___ DATA SHOWN ___

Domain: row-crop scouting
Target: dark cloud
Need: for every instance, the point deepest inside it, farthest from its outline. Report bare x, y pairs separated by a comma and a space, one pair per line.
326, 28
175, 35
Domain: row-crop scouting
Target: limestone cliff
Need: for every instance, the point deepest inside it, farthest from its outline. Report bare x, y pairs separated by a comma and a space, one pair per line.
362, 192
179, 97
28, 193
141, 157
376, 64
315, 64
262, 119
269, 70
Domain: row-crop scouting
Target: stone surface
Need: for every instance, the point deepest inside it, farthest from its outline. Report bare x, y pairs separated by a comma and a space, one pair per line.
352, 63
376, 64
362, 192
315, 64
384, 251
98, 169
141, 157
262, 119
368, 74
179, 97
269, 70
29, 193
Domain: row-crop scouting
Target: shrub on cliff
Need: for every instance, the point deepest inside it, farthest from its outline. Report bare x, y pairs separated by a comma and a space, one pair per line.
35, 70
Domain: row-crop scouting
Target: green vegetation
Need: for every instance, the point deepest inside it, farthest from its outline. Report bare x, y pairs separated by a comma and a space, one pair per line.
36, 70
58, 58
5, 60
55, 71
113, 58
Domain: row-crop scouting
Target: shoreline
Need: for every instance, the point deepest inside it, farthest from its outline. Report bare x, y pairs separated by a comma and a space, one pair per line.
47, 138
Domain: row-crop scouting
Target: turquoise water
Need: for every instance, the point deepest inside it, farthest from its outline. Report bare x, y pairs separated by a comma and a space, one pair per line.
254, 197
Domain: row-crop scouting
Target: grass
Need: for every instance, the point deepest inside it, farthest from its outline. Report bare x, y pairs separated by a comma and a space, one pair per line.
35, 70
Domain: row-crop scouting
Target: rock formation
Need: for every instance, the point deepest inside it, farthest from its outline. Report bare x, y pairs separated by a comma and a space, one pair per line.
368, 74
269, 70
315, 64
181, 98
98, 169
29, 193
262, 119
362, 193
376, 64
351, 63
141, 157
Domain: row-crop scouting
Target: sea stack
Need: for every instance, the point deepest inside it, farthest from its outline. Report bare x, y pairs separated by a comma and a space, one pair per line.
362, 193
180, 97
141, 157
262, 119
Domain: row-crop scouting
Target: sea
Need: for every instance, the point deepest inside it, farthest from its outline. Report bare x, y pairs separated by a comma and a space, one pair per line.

___

== WHAT IS REQUIRED ==
Repeat the data exactly. Leave nothing out.

== ANSWER TO THE PROBLEM ==
Domain: row-crop scouting
Target: dark cloud
Need: for every instance, the point deepest inside it, farthest from its outline. Report bare x, y pairs separated by a comma and a space, one pair per line.
326, 28
175, 35
Domain: row-crop scouting
Target: limestone cliff
Need: for every instance, the point deepest inside it, farthest from its outline. Report bare x, y pairs separated by a comma and a space, one pair per line.
362, 192
179, 97
28, 193
141, 157
376, 64
315, 64
262, 119
269, 70
Domain: row-crop scouting
Target: stone surface
Need: for every instance, the point deepest inside it, farthest from its outline. Report bare x, y pairs separated by a comma and a space, one pair per line.
352, 63
376, 64
362, 192
315, 64
384, 251
98, 169
141, 157
262, 119
368, 74
179, 97
269, 70
29, 193
Domain: row-crop scouting
Target: shrub on cliff
Need: for every instance, the point deepest inside it, farthest from its outline. Report bare x, y pairs separated by a comma and a space, one pair per line.
35, 70
Domain: row-crop scouting
Target: green vegetation
Need: for every instance, the point deepest inside it, farthest from its outline. Report bare x, y pairs separated by a comma and a space, one pair per line.
36, 70
58, 58
5, 60
55, 71
113, 58
Domain: row-crop scouting
Target: shoreline
Need: for every instance, the point deepest inside it, farthest from its outline. Report bare x, y pairs separated by a comma and a space, one pair per line.
47, 138
Domain: row-crop scouting
Target: turquoise water
Need: for every instance, the point deepest inside it, farthest from its outline. Report bare x, y pairs separated by a comma and a space, one pair per line.
254, 197
Domain: row-crop scouting
Target: grass
Need: for every instance, the point deepest inside it, farthest from its outline. Report bare x, y pairs separated by a comma and a space, one pair per line.
35, 70
Domain: row-crop scouting
Target: rock formation
Need: for every instance, the point deepest inside it, farthest from its outline. Report bare x, y pairs separated by a comma and a space, one pair per line.
368, 74
269, 70
315, 64
181, 98
98, 169
29, 193
262, 119
362, 193
376, 64
351, 63
141, 157
Domain: row-crop scouting
Target: sea stack
Need: for every instance, the point deepest inside it, farthest from its outline. Report bare x, y pairs separated by a comma and a space, one pair per line.
362, 193
180, 97
141, 157
262, 119
Domain: row-crop scouting
Target: sea
Need: for every instance, the point deepest inside it, farthest from its outline. Report bare x, y pairs separated by a comma and a space, one pair per line.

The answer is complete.